■ SHORT PROBLEM: Find every line in the items below that contains the string "cushion", and copy each one. Case counts.

■ RECORDS:
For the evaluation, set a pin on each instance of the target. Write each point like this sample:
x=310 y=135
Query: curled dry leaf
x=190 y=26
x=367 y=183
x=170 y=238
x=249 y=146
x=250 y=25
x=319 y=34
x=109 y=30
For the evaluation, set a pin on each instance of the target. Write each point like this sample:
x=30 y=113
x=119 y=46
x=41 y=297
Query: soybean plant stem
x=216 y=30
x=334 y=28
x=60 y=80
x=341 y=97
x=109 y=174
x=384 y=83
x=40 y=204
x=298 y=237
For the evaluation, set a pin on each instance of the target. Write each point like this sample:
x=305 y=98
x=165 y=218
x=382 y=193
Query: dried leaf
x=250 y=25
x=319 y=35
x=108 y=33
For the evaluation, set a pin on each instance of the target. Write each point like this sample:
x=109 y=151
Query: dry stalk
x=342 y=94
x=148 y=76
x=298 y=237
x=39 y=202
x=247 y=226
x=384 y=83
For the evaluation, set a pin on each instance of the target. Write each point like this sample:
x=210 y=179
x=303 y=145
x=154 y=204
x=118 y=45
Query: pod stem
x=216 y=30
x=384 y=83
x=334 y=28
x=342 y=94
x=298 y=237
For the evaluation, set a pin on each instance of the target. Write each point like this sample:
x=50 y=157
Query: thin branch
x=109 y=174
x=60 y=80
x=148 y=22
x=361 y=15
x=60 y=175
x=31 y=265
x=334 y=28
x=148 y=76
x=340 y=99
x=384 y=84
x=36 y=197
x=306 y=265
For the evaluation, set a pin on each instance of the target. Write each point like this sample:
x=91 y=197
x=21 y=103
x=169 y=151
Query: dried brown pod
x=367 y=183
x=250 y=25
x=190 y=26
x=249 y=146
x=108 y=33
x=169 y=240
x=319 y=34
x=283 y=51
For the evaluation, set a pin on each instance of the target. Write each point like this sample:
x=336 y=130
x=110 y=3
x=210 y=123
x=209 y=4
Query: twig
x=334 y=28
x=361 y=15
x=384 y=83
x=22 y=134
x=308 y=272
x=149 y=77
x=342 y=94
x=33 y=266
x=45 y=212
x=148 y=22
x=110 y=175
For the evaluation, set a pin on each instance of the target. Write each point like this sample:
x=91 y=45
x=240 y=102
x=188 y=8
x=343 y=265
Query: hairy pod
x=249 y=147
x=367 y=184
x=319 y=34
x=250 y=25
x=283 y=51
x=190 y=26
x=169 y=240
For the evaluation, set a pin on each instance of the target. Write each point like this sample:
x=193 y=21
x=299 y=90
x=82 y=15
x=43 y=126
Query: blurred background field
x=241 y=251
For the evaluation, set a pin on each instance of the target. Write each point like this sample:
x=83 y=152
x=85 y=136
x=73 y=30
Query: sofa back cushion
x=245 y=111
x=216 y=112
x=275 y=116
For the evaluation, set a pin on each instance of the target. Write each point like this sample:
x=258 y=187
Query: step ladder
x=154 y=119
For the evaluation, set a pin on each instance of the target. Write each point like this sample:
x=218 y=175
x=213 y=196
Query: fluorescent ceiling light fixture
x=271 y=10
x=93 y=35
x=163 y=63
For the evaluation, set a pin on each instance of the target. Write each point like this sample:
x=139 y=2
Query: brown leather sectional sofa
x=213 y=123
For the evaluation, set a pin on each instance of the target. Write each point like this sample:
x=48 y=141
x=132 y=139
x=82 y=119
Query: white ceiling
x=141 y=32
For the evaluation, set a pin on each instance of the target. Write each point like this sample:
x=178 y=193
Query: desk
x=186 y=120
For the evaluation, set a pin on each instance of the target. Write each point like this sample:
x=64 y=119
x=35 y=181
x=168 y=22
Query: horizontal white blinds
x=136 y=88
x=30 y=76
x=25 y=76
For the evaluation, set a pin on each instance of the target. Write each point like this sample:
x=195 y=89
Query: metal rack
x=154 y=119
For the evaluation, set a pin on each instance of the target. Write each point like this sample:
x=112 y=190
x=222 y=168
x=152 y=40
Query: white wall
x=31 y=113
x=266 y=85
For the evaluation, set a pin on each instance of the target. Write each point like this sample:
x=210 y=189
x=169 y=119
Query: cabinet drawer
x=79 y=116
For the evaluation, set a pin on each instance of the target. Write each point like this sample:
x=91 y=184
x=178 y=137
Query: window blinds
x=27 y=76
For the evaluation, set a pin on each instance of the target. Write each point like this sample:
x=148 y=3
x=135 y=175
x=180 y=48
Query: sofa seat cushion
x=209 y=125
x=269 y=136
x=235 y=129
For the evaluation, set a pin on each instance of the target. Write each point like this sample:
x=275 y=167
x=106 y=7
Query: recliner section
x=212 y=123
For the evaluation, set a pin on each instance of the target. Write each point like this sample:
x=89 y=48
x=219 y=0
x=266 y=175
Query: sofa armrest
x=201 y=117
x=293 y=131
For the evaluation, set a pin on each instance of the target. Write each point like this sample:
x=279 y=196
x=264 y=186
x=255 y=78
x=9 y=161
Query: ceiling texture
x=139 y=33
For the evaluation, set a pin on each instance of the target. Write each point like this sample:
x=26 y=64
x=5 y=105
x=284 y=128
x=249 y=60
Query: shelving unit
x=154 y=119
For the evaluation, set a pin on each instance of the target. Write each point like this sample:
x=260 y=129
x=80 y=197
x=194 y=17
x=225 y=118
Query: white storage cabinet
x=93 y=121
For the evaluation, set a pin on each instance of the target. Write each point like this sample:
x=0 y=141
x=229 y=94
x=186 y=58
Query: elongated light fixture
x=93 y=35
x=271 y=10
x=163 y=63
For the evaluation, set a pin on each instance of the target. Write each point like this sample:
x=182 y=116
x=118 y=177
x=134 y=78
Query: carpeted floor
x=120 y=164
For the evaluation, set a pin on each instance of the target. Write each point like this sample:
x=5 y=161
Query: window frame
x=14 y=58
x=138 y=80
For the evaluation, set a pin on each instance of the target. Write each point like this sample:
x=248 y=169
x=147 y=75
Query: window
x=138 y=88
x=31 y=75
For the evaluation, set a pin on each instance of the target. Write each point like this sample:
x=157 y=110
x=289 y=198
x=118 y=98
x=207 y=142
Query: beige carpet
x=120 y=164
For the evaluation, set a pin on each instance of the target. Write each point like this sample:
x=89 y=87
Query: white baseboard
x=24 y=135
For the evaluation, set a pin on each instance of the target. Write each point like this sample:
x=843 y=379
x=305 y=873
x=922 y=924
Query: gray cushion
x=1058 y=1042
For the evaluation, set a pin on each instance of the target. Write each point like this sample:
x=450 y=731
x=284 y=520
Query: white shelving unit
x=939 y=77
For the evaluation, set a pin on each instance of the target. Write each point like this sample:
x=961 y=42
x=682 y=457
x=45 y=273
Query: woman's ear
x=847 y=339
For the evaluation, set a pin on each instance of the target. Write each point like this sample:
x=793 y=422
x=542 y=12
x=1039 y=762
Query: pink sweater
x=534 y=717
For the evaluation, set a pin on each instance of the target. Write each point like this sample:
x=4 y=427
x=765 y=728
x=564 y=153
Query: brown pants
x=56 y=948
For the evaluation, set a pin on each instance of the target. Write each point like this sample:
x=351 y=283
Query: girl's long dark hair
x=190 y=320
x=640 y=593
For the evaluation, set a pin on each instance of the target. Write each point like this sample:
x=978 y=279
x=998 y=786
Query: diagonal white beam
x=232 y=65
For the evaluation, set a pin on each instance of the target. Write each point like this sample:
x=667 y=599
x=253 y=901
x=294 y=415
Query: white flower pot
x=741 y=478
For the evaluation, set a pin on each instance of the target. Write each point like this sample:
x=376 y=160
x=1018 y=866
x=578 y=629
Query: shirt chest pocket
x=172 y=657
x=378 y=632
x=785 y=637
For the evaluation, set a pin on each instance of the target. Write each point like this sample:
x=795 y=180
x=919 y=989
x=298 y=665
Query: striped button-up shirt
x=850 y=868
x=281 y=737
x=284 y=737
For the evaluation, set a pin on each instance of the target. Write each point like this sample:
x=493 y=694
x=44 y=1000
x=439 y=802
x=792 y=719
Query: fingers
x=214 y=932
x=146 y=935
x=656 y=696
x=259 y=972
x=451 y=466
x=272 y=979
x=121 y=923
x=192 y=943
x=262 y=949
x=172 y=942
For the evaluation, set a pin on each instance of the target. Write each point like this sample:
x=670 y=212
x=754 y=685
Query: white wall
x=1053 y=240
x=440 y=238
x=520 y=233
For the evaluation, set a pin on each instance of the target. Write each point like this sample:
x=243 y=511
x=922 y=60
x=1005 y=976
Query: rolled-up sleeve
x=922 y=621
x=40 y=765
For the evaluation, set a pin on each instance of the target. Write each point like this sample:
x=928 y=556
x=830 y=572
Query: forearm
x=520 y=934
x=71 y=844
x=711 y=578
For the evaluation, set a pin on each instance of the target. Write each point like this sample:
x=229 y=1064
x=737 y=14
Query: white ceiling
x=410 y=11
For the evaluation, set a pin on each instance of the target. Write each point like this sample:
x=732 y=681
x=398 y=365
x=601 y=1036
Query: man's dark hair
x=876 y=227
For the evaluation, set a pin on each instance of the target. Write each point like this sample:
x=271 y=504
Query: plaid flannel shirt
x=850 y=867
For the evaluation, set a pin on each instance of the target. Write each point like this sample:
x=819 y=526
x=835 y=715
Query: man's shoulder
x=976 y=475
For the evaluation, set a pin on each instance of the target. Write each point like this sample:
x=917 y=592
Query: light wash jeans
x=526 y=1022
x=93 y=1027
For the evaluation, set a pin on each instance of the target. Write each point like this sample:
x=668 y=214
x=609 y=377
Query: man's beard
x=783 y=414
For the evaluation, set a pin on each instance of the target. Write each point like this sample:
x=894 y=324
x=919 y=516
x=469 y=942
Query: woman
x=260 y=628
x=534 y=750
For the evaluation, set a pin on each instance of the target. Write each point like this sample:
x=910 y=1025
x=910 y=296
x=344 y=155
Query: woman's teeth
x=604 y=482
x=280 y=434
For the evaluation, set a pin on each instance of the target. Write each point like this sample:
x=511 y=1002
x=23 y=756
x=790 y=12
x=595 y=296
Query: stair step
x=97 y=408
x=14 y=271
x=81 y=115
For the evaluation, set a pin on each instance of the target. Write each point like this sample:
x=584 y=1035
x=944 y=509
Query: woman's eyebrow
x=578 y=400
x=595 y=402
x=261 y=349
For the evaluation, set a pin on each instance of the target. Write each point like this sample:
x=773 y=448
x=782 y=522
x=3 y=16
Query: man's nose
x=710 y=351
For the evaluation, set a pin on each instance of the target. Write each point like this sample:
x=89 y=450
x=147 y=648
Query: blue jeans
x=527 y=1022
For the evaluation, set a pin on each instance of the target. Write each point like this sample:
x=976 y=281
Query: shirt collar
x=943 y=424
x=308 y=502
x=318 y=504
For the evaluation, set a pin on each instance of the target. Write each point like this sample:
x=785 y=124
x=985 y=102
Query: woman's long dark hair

■ RESULT:
Query: sofa back cushion
Query: sofa seat cushion
Query: gray cushion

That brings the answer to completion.